◆ INSTRUCTION A:
Locate every line in the rows that contains the string "player", treating case as significant, and copy each of those lines out.

◆ EXCERPT TO READ:
****************

# PyTorch Pruning Tutorial

This is a tutorial specifically designed for the LotteryFL implementation. The methods and techniques listed below are used liberally throughout this repo. Below are all of the dependencies you need for this tutorial

In [1]:
import copy
import numpy as np
import collections
import torch
import torch.nn as nn
import torch.nn.utils.prune as prune
from util import prune_fixed_amount, get_prune_params, train, create_model
from tabulate import tabulate

## 1. PyTorch Model Primer

This sections covers the structure of a PyTorch Module/Model. While TensorFlow has `tf.keras.Model` and `tf.keras.layers.Layer`, PyTorch only has `nn.Module`. This means both the model itself and its various layers are all sub-classes of `nn.Modules`. Therefore, both the model (e.g. VGG) and the layers (e.g. Conv2d) has `.named_parameters()` and `.named_buffers()` methods.

When we say a PyTorch 'model', we are referring to an instance of `nn.Module` that may or may not have many sub-modules. Each of the sub-modules can also contain many sub-sub-modules. To demonstrate, below is a code snippet that allows you to access all of sub-modules in a PyTorch model recursively.

In [2]:
model = nn.Sequential(nn.Linear(100, 10), nn.Linear(10, 1))
for module in model.modules():
    print(module, end=',\n\n')

Sequential(
  (0): Linear(in_features=100, out_features=10, bias=True)
  (1): Linear(in_features=10, out_features=1, bias=True)

****************

◆ INSTRUCTION B:
Answer these questions using the pruning tutorial:
(i) Which single PyTorch class does the tutorial say both models and layers are sub-classes of?
(ii) Which two methods does the tutorial say both the model and the layers have?
(iii) In the code under "In [2]:", what are the input and output sizes of the first Linear layer?

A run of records

****************

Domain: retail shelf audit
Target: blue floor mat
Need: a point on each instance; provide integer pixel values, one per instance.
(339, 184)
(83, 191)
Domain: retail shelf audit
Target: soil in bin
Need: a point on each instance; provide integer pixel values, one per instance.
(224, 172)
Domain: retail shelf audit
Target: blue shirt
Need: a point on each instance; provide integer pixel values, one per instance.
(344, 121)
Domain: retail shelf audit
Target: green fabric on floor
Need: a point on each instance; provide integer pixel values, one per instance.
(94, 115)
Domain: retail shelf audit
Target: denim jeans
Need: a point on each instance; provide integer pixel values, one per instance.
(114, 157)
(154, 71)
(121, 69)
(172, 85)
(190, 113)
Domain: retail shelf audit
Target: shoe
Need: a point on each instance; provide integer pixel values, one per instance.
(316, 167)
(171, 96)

****************

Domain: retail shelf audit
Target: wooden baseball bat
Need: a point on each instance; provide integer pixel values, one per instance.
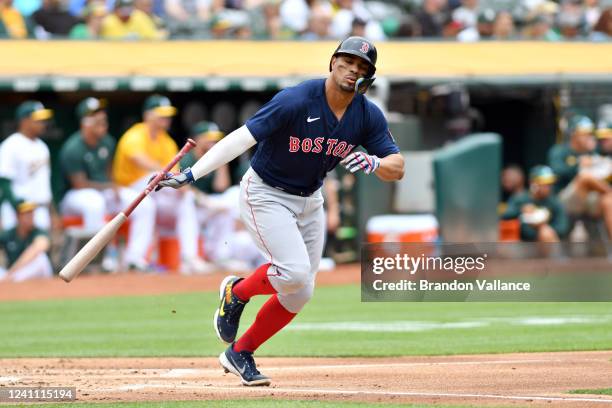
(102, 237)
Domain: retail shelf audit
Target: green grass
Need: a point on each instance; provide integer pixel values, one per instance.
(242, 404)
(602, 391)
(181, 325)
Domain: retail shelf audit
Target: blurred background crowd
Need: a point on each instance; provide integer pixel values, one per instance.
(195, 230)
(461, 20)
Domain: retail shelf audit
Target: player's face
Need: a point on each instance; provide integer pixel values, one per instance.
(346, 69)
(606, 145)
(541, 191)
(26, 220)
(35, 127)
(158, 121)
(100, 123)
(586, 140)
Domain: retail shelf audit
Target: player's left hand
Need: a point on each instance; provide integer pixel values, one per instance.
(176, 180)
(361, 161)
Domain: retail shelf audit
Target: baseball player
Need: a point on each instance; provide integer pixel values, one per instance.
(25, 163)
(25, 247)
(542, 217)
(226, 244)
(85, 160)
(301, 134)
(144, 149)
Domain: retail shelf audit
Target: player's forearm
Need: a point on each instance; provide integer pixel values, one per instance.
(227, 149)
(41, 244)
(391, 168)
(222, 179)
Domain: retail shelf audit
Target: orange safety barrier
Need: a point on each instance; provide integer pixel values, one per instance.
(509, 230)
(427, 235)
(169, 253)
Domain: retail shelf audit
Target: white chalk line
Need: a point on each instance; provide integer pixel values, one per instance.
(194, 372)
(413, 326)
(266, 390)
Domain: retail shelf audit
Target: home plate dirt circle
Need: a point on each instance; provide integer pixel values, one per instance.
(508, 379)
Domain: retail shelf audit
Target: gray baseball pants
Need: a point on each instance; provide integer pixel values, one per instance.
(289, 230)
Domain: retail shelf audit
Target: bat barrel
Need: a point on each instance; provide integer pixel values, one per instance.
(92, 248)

****************

◆ EXPECTED OUTPUT A:
Target: player's face
Target: player's left hand
Target: baseball player
Target: player's forearm

◆ EXPECTED OUTPUT B:
(i) `nn.Module`
(ii) `.named_parameters()` and `.named_buffers()`
(iii) 100 input features and 10 output features